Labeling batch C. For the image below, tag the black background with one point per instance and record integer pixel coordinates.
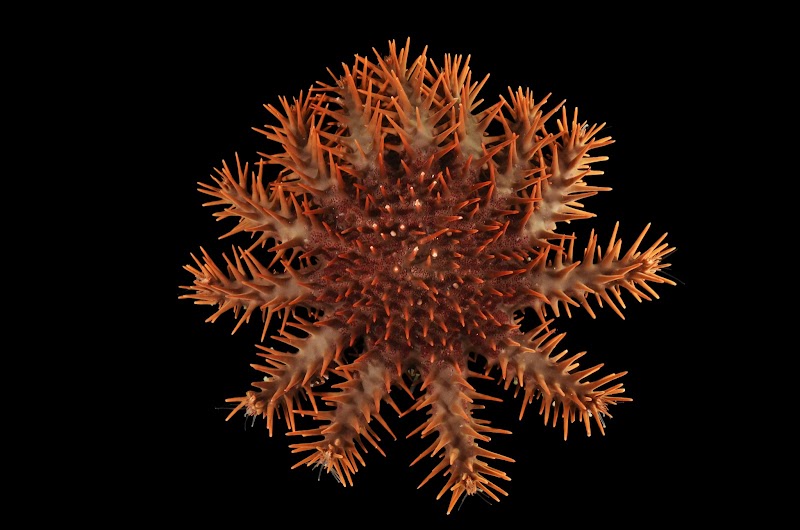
(652, 463)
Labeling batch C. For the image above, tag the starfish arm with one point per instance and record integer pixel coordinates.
(539, 373)
(451, 401)
(346, 425)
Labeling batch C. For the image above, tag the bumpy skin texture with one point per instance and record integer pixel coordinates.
(401, 240)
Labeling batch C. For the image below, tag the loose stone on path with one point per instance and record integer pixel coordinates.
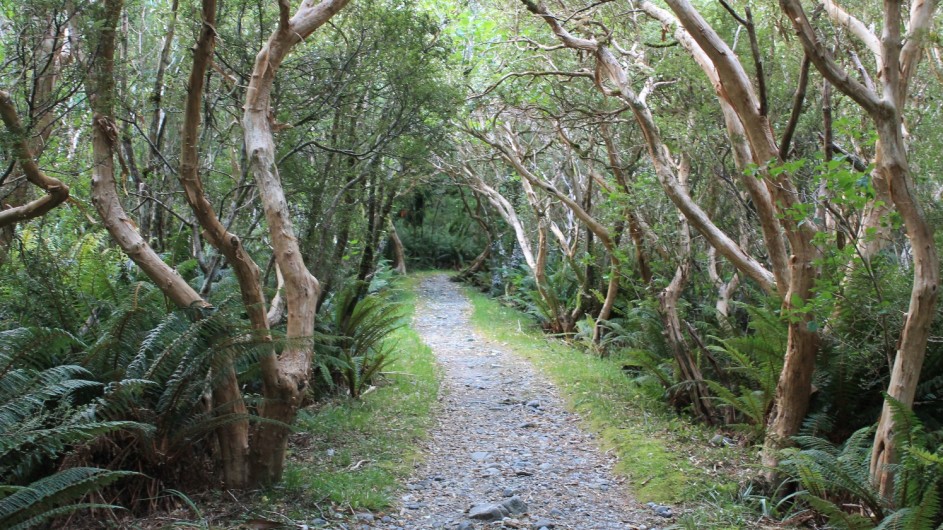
(504, 452)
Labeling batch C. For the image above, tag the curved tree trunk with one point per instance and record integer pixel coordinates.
(101, 94)
(56, 191)
(285, 380)
(399, 252)
(897, 63)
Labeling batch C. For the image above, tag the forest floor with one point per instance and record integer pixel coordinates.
(504, 451)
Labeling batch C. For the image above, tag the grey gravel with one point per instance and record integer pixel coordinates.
(503, 443)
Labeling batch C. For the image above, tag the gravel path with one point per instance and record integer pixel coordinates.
(504, 449)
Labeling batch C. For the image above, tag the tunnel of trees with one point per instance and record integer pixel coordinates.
(738, 201)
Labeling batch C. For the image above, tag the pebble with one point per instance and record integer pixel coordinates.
(504, 446)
-*-
Give the lines from the one containing "Labeling batch C. For the image below, tag the loose" through the last line above as a JSON list of strings, one string per line, without blank lines and without the pictures.

**Reply:**
[
  "Labeling batch C. For the image below, tag the loose stone on path with one point per instance and record integer pixel coordinates.",
  "(504, 452)",
  "Labeling batch C. For the image above, tag the curved tree trunk with one point per instance and record integer pixel coordinates.",
  "(101, 94)",
  "(56, 191)",
  "(285, 380)",
  "(399, 252)",
  "(897, 63)",
  "Labeling batch C. For the image above, tag the forest floor with one point per instance and record integer pixel coordinates.",
  "(504, 451)",
  "Labeling batch C. For the image above, tag the grey gravel with one point per instance and record integer pixel coordinates.",
  "(503, 443)",
  "Labeling batch C. For the image above, tag the gravel path with one point per instance and record integer pixel coordinates.",
  "(504, 449)",
  "Labeling batch C. For the image above, tag the tunnel of trees with one point per instance and record integer pixel coordinates.",
  "(738, 201)",
  "Labeling batch C. For the image above, tag the pebble with one point per instance and record integer pixel coordinates.",
  "(504, 446)"
]